↓↓↓

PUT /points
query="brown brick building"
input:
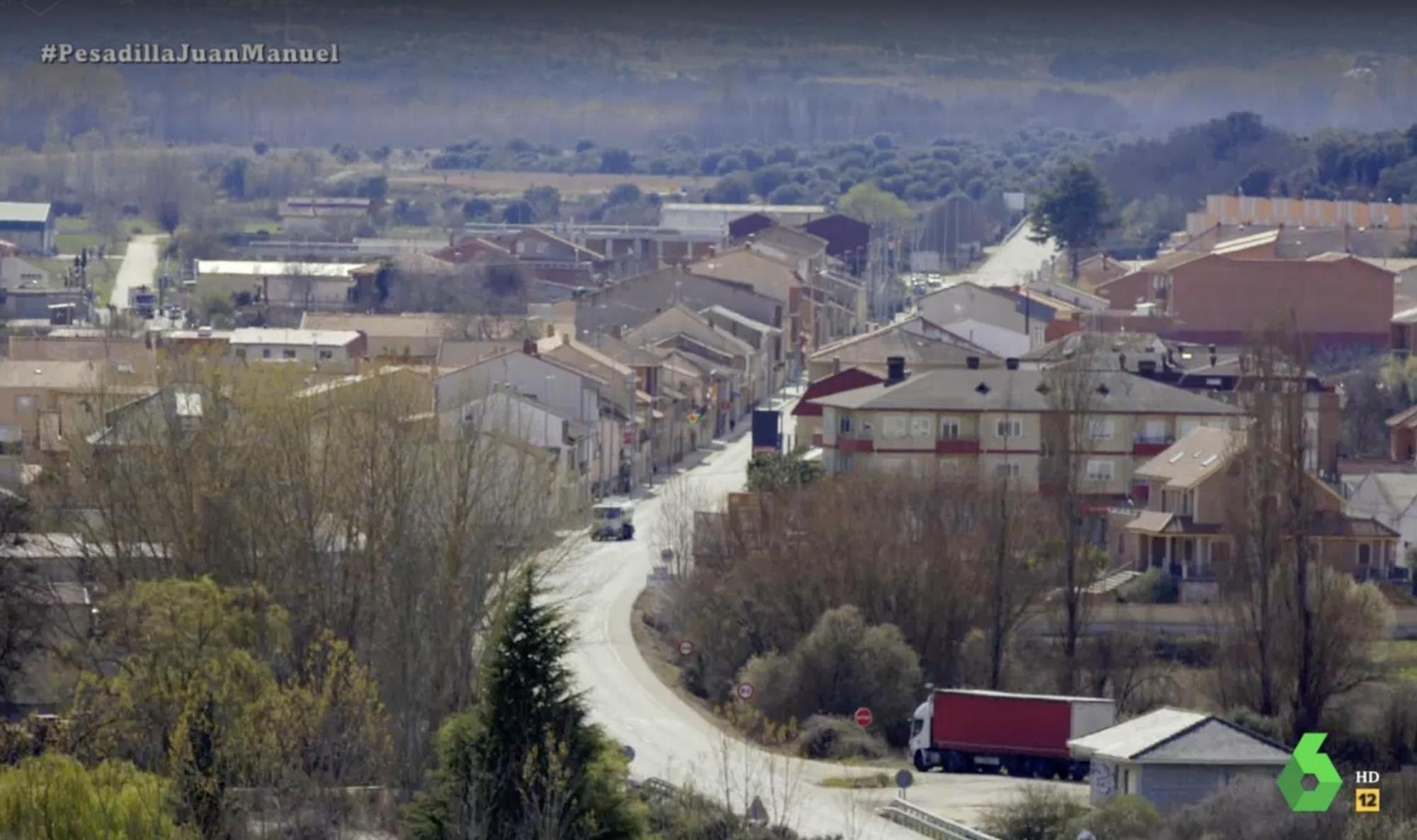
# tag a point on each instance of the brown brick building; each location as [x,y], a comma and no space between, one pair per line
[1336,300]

↑↑↑

# PROMPT:
Give back the full listing above word for word, and let no picture through.

# EXPECTED OUTPUT:
PUT /points
query="brown brick building"
input:
# tag a point on each instance of the brown brick building; each location as [x,y], a comma and no space between, one pair per line
[1336,300]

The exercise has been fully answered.